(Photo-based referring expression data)
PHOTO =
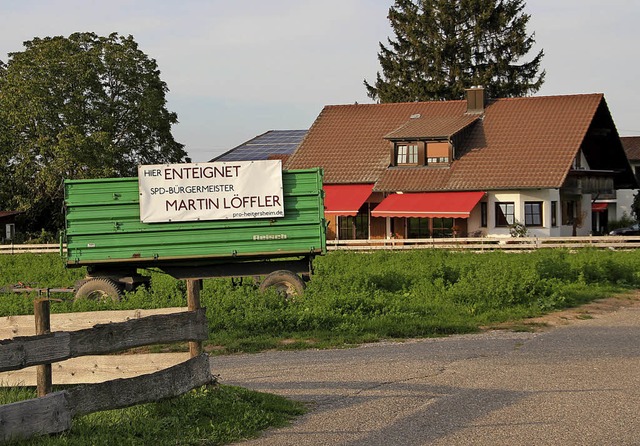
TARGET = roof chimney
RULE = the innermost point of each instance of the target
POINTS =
(475, 100)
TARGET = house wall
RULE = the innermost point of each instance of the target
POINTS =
(519, 197)
(624, 200)
(396, 227)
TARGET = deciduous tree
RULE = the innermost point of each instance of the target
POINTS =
(82, 106)
(442, 47)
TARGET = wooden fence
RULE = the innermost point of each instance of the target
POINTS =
(468, 243)
(37, 248)
(489, 243)
(54, 412)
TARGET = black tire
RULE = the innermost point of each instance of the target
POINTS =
(288, 284)
(100, 288)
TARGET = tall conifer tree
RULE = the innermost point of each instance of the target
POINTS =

_Assignment_: Please give the number of lines in the data above that hold "tree", and write nothing else.

_Result_: 2